What the task asks: The entries are to be repeated verbatim, with nothing left out.

****

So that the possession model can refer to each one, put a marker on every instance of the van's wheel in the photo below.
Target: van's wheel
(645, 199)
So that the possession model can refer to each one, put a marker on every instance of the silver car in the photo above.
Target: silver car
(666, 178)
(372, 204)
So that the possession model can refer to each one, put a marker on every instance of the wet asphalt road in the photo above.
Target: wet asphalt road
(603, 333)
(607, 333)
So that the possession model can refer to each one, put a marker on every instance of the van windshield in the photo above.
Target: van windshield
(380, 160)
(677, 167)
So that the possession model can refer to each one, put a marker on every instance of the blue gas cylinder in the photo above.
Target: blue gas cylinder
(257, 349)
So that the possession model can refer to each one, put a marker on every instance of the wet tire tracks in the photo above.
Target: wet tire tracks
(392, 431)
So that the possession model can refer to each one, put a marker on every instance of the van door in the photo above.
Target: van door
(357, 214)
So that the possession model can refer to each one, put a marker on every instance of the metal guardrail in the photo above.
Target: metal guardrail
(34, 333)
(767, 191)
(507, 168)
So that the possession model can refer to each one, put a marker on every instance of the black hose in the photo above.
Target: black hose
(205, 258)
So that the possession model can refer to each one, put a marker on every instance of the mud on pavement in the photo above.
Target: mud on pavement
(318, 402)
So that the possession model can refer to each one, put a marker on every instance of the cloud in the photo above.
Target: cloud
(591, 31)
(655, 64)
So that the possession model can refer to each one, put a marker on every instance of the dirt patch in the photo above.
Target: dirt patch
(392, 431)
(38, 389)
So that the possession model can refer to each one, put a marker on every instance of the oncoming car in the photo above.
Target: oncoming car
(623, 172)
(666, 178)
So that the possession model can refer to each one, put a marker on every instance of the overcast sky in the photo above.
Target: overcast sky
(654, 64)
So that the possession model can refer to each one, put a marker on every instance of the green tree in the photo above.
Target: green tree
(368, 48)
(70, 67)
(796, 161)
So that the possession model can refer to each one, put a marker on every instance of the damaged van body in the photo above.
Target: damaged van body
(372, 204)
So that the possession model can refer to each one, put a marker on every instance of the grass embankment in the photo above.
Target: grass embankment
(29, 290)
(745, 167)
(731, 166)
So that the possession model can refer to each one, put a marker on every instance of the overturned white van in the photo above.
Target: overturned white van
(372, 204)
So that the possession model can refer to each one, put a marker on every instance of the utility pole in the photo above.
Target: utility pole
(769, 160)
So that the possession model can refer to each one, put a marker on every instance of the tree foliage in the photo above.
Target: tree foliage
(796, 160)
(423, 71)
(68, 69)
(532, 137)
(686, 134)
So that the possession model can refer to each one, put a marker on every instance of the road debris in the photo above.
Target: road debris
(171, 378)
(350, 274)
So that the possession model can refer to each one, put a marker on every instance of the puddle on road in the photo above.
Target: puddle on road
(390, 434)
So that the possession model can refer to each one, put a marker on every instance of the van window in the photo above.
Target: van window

****

Reply to the exercise:
So that the possession model can refer to each one, put a marker on every instance of the van's wheel in the photo below.
Target: van's wheel
(645, 199)
So that the possession model can refer to each one, put a marker on every instance of the silver car in the photo above.
Target: silver car
(666, 178)
(372, 204)
So that the possession model can refer to each one, put a marker on every instance of the wet asphalt road in the photo above.
Target: wet asphalt road
(603, 333)
(607, 333)
So that the possession model can refer to each one, put a marker on every instance of the van windshield in the photo above.
Target: van windshield
(380, 160)
(677, 167)
So that the possession model can refer to each one, put a marker on every instance of the blue gas cylinder in the photo above.
Target: blue gas cylinder
(257, 349)
So that the possession model can refer to each one, put a marker on every instance of the wet tire tracks in the photo above.
Target: wet tire tracks
(392, 431)
So that the possession model can refer to each one, put a marker on every instance of the van door in the photo above.
Target: van door
(357, 214)
So that the possession model can refer to each one, put a marker on every instance of the metal guardrail in the photo above.
Target: metal guardrail
(34, 333)
(767, 191)
(507, 168)
So that the possession model can refer to each one, put a marker on every instance of the black hose in the photo above.
Target: black hose
(205, 258)
So that the possession model can refer to each one, put a marker on every instance of the mud on pavement in the photo above.
Target: mud on pavement
(318, 402)
So that the possession model can refer to each one, put a marker on every instance of the cloud in the photo above.
Target: cloud
(591, 31)
(655, 64)
So that the possession model can refer to each one, put a marker on every instance of the dirt patch in the photo above.
Target: dirt patch
(392, 431)
(38, 389)
So that the possession model can refer to each one, put a marker on every instance of the oncoming car in the photo above.
Target: oncoming car
(623, 172)
(666, 178)
So that the possession model can refer to each one, put a marker on every instance of the overcast sky in the photo above.
Target: overcast sky
(654, 64)
So that the possession model can refer to each one, put a marker on every instance of the green tree in the photo above.
Target: green tree
(368, 48)
(70, 67)
(796, 161)
So that the possession model can refer to each one, put a marker on every instance of the damaged van body in the photo above.
Target: damaged van body
(372, 204)
So that the possession model can refer to each one, put a marker on every instance of the grass embankment in the photo above.
Target: grass embankment
(29, 290)
(745, 167)
(731, 166)
So that the possession model can refer to each one, put a marker on every instance of the overturned white van in the photo above.
Target: overturned white van
(372, 204)
So that the possession model can refer to each one, put a marker on every instance of the utility pole in the photo above.
Target: utility pole
(769, 160)
So that the possession model can refer to each one, put a marker on every instance of the tree foliage in the photo above.
Target: tree foliage
(796, 160)
(423, 71)
(68, 69)
(532, 137)
(686, 134)
So that the possession model can refer to each one, put a marker on every instance of the road debris in the photo above.
Target: road debris
(171, 378)
(350, 274)
So that the possession model can refer to each one, put a marker on every instance of the puddle on road in the photo above.
Target: puddle on road
(390, 434)
So that the possession model can refer to each one, put a marker on every instance of the van window in the photo above.
Target: van window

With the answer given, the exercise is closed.